Short task A >>
Answer these about the tiger-sighting account:
(i) What is the elephant's name?
(ii) How far away was the tiger sitting when the group first saw him?
(iii) What word does the account give for the mud tracks that tigers prefer?
Short task B >> Reproduce the passage of the tiger-sighting account that runs from "I expected the" up to and including "at the pond.".

Document section >>
┄┄┄┄┄┄┄┄┄┄
I expected the mahaout to chase the receding Cheetal calls but he reasoned that the deer would be escaping in the opposite direction while the tiger’s trajectory led towards the taal. Accordingly he turned Pavankali back to the pond. She retraced her steps with no protest, resigned to human foibles. We emerged at the edge of the grass on a marshy patch near the taal. There was no sign of a tiger. We stared at the pond for a good minute but, no tiger. Suddenly – and I am sorry but these stories are not possible without a liberal use of “suddenly” – suddenly driver sa’ab sitting at the back of Pavankali made a peculiar sound. I looked around in reflex. And there was the gorgeous apparition sitting at the edge of the grass, barely 30-40 feet away, clearly thwarted in his desire to reach the water. He had evidently been looking at us for the full minute we had been looking at the pond.

It was all transparently clear: why poets would coin immortal phrases, why Ramkrishna Paramhansa visiting a zoo had fallen to his knees in bhakti, why a conservationist would demand a status of symbolic divinity for this – this inscrutable incandescent orange thing with unparalleled focus in his eyes and incomprehensible kinetic energy in his body. As a writer I am happy to say that words failed me. As a photographer I am proud that it didn’t even occur to me to pick up my camera. We were simply replete with the sheer tigerness of the moment. I wonder what the tiger saw. Three frozen human beings on a grass-happy, occasionally ear-flapping elephant. Pavankali, of course, was at a right angle to the tiger and so not “face to face” with him and therefore, did not charge at him. Thank God for big mercies as well.

When the sight of us palled on the tiger he turned back into the grass and vanished. Now tigers do not walk the forest floor at random; they prefer the pagdandis, the mud tracks, maybe because they are creatures of habit, maybe because scrunching leaves on the forest floor would impede stealth hunting. That’s why census pads are made only on these paths and that’s why our mahaout, who seemed to carry knowledge of the area in his blood, confidently pointed and said “that’s where he’ll emerge”. Pavankali set off again this time at what she clearly thought was a trot. We were not chasing the tiger (which would be bad practice) but, having calculated where he would emerge n the arterial path, we were trying to reach a point on the path ahead of him, so we could see him again without making him feel threatened.
┄┄┄┄┄┄┄┄┄┄
Dataset rows >>
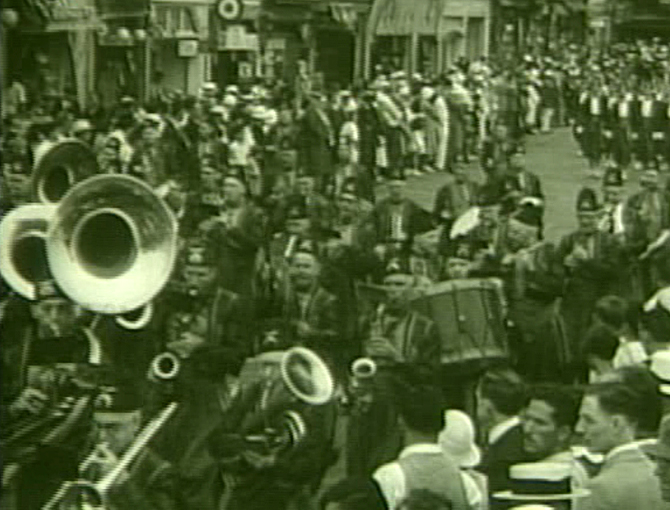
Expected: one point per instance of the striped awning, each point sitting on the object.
(405, 17)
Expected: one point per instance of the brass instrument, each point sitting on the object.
(23, 256)
(112, 244)
(64, 165)
(82, 494)
(165, 366)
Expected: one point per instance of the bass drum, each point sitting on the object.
(470, 319)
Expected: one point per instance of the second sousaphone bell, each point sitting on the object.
(62, 166)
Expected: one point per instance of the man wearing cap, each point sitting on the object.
(533, 284)
(592, 262)
(317, 142)
(396, 333)
(609, 419)
(307, 308)
(455, 197)
(46, 360)
(396, 219)
(149, 481)
(649, 220)
(236, 235)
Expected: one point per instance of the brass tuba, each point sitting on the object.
(112, 244)
(62, 166)
(23, 254)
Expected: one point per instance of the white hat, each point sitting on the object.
(660, 367)
(457, 439)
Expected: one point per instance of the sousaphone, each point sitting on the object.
(23, 255)
(112, 244)
(62, 166)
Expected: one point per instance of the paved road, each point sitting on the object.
(562, 171)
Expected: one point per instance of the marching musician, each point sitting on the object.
(532, 284)
(592, 263)
(150, 481)
(397, 220)
(236, 234)
(45, 361)
(309, 310)
(649, 218)
(272, 448)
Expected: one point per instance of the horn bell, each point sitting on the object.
(112, 244)
(23, 254)
(62, 166)
(307, 376)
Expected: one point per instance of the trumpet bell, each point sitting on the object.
(307, 376)
(112, 244)
(23, 254)
(64, 165)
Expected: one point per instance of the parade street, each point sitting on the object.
(555, 159)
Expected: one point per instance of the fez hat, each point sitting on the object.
(198, 253)
(296, 208)
(488, 196)
(613, 177)
(539, 482)
(587, 201)
(48, 289)
(660, 367)
(397, 265)
(119, 397)
(529, 214)
(237, 173)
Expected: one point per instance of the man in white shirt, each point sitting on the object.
(421, 464)
(609, 418)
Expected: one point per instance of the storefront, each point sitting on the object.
(237, 59)
(426, 36)
(180, 46)
(51, 47)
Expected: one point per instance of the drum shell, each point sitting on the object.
(469, 317)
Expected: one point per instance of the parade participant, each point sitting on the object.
(306, 307)
(548, 422)
(353, 494)
(236, 234)
(455, 197)
(661, 454)
(533, 284)
(317, 142)
(421, 464)
(271, 448)
(396, 220)
(609, 417)
(649, 218)
(457, 440)
(82, 130)
(394, 329)
(592, 262)
(150, 481)
(501, 396)
(47, 360)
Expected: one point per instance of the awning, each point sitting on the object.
(405, 17)
(112, 9)
(63, 15)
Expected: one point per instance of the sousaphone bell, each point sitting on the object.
(62, 166)
(112, 244)
(23, 255)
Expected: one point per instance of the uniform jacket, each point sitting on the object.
(626, 481)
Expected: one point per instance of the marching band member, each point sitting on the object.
(150, 481)
(592, 263)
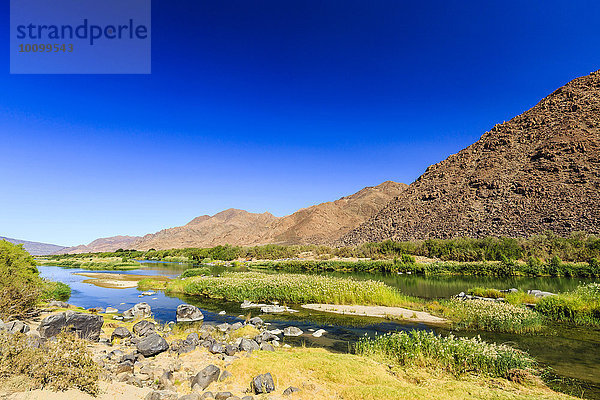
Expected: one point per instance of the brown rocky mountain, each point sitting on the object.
(539, 171)
(100, 245)
(318, 224)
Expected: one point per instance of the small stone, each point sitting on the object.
(162, 395)
(125, 366)
(120, 333)
(224, 375)
(205, 377)
(292, 331)
(151, 345)
(263, 383)
(144, 328)
(266, 347)
(188, 313)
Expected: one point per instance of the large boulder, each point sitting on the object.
(140, 310)
(144, 328)
(86, 326)
(152, 345)
(16, 327)
(205, 377)
(188, 313)
(120, 333)
(263, 384)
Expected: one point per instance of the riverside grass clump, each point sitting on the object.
(291, 288)
(580, 306)
(60, 364)
(454, 355)
(493, 316)
(96, 264)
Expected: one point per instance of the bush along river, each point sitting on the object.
(571, 352)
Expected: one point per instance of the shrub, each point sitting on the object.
(188, 273)
(20, 284)
(291, 288)
(455, 355)
(494, 316)
(58, 365)
(581, 306)
(56, 291)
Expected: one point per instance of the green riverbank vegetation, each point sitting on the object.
(21, 287)
(58, 365)
(580, 306)
(457, 356)
(290, 288)
(579, 247)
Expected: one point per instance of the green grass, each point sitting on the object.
(454, 355)
(96, 264)
(580, 306)
(290, 288)
(493, 316)
(199, 271)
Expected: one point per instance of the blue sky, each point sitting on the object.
(273, 106)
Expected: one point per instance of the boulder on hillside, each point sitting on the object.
(144, 328)
(86, 326)
(152, 345)
(205, 377)
(140, 310)
(188, 313)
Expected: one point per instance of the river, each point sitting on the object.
(573, 353)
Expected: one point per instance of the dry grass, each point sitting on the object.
(323, 375)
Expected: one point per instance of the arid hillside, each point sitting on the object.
(539, 171)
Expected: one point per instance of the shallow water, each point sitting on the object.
(571, 352)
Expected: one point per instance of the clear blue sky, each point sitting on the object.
(273, 106)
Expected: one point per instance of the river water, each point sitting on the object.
(573, 353)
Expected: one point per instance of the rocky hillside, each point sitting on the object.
(318, 224)
(101, 245)
(539, 171)
(231, 226)
(35, 248)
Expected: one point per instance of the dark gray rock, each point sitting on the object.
(144, 328)
(263, 384)
(290, 390)
(120, 333)
(236, 326)
(230, 350)
(224, 375)
(205, 377)
(266, 347)
(125, 366)
(292, 331)
(162, 395)
(86, 326)
(188, 313)
(140, 310)
(216, 348)
(248, 345)
(152, 345)
(16, 327)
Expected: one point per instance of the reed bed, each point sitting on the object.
(454, 355)
(291, 288)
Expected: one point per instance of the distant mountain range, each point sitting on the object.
(36, 248)
(538, 172)
(322, 223)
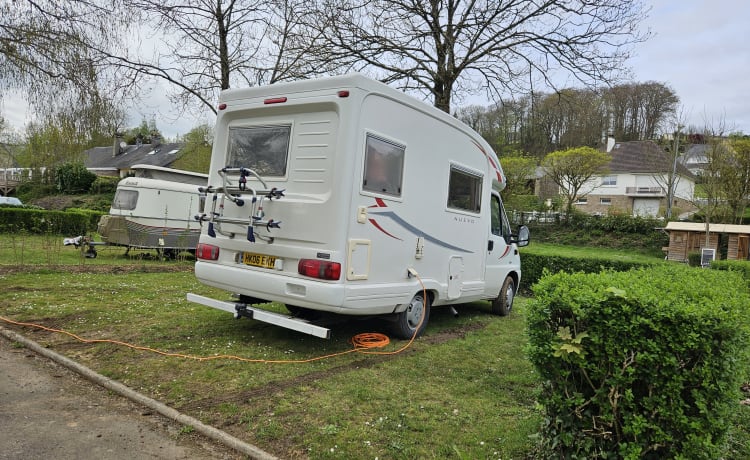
┄┄┄┄┄┄┄┄┄┄
Worked solution A >>
(i) Pavankali
(ii) Barely 30-40 feet away
(iii) Pagdandis

Worked solution B >>
I expected the mahaout to chase the receding Cheetal calls but he reasoned that the deer would be escaping in the opposite direction while the tiger’s trajectory led towards the taal. Accordingly he turned Pavankali back to the pond. She retraced her steps with no protest, resigned to human foibles. We emerged at the edge of the grass on a marshy patch near the taal. There was no sign of a tiger. We stared at the pond for a good minute but, no tiger. Suddenly – and I am sorry but these stories are not possible without a liberal use of “suddenly” – suddenly driver sa’ab sitting at the back of Pavankali made a peculiar sound. I looked around in reflex. And there was the gorgeous apparition sitting at the edge of the grass, barely 30-40 feet away, clearly thwarted in his desire to reach the water. He had evidently been looking at us for the full minute we had been looking at the pond.